__STATED TASK__:
Can you rewrite the stretch of data from the line containing "of the goggles" through the line containing "of the coffee", keeping the requests, and shift every point coordinate in the answers by adding -88 to each number? Return only those lines.
>>
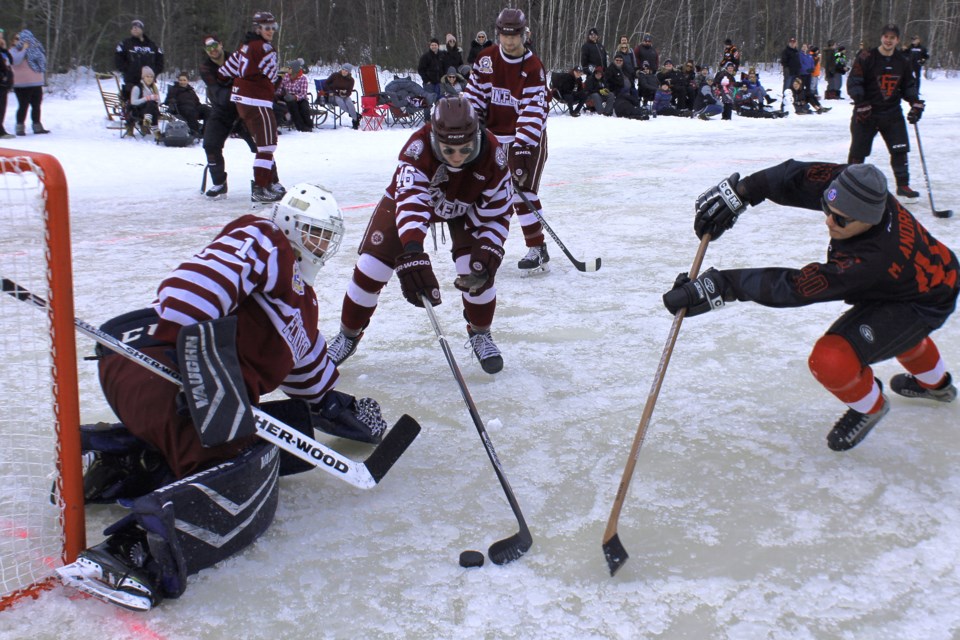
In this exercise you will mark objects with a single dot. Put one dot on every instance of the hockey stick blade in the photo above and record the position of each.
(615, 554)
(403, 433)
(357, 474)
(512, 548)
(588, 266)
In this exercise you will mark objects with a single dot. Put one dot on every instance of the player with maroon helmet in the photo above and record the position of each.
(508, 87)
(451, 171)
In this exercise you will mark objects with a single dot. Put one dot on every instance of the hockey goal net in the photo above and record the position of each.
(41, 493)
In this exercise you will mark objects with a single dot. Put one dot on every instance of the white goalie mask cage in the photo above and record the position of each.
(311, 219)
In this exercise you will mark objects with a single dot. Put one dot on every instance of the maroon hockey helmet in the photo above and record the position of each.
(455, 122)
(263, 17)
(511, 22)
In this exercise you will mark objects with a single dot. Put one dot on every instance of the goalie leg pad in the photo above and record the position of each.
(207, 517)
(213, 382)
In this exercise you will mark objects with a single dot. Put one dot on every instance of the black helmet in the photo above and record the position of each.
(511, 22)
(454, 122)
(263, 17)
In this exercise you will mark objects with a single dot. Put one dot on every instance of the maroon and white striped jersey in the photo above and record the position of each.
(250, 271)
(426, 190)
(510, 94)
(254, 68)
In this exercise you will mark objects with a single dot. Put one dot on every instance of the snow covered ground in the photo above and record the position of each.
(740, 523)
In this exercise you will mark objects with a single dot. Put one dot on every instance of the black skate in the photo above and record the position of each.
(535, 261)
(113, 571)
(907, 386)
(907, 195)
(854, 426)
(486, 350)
<<
>>
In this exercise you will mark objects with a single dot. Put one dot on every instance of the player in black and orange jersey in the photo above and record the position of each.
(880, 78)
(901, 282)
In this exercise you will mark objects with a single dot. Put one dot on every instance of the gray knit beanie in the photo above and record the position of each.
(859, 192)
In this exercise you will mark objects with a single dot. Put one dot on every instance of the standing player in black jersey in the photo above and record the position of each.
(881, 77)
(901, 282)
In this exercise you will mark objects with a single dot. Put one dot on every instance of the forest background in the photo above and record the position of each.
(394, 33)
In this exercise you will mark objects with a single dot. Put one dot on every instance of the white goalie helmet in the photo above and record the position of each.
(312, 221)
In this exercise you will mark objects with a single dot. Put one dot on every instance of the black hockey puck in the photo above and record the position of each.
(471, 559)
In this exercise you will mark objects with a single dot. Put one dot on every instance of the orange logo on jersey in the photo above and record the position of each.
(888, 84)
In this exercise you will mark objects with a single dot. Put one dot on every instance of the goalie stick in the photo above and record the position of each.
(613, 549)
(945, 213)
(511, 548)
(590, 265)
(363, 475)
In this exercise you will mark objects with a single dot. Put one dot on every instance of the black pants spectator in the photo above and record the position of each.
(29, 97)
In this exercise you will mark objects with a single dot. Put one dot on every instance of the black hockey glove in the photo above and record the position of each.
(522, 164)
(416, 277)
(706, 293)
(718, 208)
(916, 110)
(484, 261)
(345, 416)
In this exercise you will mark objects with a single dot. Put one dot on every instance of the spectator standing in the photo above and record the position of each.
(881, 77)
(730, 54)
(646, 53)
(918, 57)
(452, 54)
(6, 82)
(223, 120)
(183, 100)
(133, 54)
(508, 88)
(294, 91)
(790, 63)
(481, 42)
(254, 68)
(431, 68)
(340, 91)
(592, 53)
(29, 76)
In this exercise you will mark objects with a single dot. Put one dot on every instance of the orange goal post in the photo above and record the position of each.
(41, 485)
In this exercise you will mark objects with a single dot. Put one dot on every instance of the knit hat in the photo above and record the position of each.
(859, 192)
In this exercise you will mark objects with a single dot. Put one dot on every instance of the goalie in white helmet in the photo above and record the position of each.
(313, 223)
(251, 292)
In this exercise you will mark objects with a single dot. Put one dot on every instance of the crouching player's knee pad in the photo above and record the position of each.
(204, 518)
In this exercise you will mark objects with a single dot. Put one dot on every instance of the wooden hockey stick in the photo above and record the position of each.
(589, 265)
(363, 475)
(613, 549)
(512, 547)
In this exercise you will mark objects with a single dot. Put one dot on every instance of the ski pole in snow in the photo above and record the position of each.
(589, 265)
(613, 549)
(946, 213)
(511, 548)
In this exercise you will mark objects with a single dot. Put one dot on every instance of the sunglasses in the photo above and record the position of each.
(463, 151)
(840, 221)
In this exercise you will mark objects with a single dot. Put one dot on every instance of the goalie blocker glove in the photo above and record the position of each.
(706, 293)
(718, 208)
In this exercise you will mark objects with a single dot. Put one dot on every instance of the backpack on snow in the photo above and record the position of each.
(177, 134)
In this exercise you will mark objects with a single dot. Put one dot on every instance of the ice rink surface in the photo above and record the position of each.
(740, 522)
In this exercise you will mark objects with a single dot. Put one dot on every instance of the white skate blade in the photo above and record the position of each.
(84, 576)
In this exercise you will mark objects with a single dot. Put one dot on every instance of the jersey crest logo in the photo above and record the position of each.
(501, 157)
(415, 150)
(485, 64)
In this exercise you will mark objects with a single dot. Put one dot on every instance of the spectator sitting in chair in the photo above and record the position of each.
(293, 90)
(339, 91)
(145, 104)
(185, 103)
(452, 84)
<<
>>
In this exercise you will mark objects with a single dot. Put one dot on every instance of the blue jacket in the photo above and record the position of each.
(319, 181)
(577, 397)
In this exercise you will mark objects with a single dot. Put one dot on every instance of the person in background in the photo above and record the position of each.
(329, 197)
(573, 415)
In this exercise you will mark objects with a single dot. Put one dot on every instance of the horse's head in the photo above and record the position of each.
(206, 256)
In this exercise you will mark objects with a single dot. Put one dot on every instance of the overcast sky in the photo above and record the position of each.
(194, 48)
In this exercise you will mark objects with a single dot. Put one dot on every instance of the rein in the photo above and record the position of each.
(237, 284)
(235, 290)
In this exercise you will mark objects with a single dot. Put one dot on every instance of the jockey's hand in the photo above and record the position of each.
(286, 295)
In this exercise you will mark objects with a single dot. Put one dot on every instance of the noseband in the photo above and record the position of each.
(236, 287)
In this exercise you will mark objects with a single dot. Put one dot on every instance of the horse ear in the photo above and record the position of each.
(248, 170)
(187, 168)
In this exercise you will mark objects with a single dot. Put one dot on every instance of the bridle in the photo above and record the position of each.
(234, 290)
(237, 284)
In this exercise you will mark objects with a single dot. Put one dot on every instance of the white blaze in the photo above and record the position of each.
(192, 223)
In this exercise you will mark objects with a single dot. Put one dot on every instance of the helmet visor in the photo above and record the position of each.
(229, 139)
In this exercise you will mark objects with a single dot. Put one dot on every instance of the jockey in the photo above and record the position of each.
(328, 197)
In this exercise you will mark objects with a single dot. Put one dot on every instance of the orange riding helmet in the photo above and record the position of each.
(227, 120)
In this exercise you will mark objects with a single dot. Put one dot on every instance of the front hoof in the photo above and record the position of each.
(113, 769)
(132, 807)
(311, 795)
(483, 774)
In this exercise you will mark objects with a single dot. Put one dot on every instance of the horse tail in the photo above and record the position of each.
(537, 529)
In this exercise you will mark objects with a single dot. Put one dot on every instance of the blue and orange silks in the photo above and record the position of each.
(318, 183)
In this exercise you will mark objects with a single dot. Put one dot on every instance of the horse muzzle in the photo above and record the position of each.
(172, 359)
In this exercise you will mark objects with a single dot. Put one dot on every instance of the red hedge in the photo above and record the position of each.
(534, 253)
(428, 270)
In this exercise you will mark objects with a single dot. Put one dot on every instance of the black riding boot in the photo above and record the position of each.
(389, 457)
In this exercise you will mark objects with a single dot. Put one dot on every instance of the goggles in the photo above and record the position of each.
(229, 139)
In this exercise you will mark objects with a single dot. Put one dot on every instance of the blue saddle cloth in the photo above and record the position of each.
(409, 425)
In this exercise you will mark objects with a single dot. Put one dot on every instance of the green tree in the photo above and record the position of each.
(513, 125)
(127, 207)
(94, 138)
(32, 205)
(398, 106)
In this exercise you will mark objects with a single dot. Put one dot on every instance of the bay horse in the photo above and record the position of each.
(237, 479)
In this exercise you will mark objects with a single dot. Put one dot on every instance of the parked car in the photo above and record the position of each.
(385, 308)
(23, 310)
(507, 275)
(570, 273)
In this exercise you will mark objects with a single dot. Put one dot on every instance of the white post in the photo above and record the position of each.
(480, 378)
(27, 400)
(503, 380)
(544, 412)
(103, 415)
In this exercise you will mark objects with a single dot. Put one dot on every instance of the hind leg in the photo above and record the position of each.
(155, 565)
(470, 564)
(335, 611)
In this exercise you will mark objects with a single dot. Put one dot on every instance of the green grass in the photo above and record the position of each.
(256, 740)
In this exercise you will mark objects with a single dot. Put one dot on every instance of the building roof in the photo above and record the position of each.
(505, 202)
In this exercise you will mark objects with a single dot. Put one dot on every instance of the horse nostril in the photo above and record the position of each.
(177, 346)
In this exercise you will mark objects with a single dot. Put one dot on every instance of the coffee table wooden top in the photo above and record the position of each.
<<
__ANSWER__:
In this exercise you will mark objects with a single dot. Put one dot on every instance of the goggles in the photo above and record the position of each.
(141, 51)
In this exercise you will mark objects with a single dot. Put one dot on every instance of the blue saddle cloth in the photo above and record the position of each.
(321, 337)
In this exercise you will mark objects with a single dot. Put one dot on every instance of the green tree in the photo above and record the position of each.
(425, 37)
(39, 119)
(6, 50)
(-56, 117)
(310, 18)
In this exercise you will mark objects with a single dot. Put one dot on every instance of the bay horse in the photo above and record the position of each.
(149, 391)
In this exercise you will mark objects with a single dot. Put one dot on every instance of the parked car in the photo above and record the position of each.
(297, 220)
(-65, 222)
(419, 187)
(482, 185)
In this exercise you will mark objects with a single dot. Put one dot on every instance of the white post in the photo above and record the position of each.
(392, 290)
(-61, 312)
(415, 292)
(456, 324)
(15, 327)
In this exercise you will mark objects with a single dot. Put one dot on every instance of the hind leg in the photo above and record the position of each.
(67, 477)
(382, 476)
(247, 523)
In this exercise you will mark objects with a single dot. Put one dot on every instance of the green grass in the photo above and record the position of each.
(168, 652)
In this exercise you will mark objects with a single dot. Put one dot on every instance of the building roof in the photo above and record the position of each.
(417, 114)
In this exercise you will mark objects with a single dot. Put one dot on every instance of the horse nostril in the photo above and record the position of each.
(89, 258)
In this exercise you will mark objects with a single dot. Put one dot on every instance of the coffee table wooden top in the photo above and record the position of each.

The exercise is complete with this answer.